** Opening Data extracts block **
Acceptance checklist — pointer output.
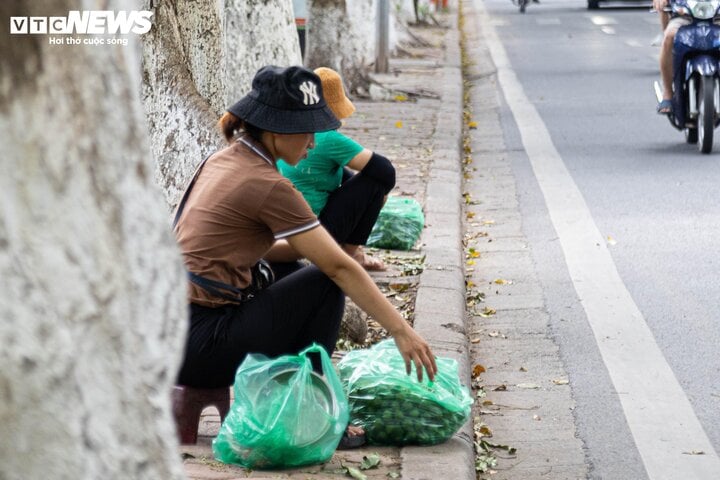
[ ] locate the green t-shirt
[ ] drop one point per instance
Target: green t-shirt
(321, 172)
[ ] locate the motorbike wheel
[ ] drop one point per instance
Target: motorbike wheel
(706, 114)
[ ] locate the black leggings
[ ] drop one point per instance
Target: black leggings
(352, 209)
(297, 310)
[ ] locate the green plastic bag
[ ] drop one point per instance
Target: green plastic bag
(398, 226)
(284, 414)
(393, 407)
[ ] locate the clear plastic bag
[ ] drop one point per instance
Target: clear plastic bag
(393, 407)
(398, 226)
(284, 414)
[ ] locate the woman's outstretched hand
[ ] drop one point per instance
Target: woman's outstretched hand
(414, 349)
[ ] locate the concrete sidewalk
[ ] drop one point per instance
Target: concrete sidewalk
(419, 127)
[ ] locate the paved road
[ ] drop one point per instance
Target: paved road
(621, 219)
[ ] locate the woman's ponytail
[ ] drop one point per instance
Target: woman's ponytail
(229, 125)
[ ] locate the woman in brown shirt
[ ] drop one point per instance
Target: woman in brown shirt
** Closing Data extracts block **
Exercise objective ▸
The lines above that hold the word "locate" should be found and copied out.

Your response ▸
[ ] locate the green t-shirt
[ ] locate the motorbike wheel
[ ] locate the black leggings
[ ] locate the green plastic bag
[ ] locate the clear plastic bag
[ ] locate the woman's outstretched hand
[ ] locate the concrete sidewalk
[ ] locate the paved road
[ ] locate the woman's ponytail
[ ] locate the woman in brown shirt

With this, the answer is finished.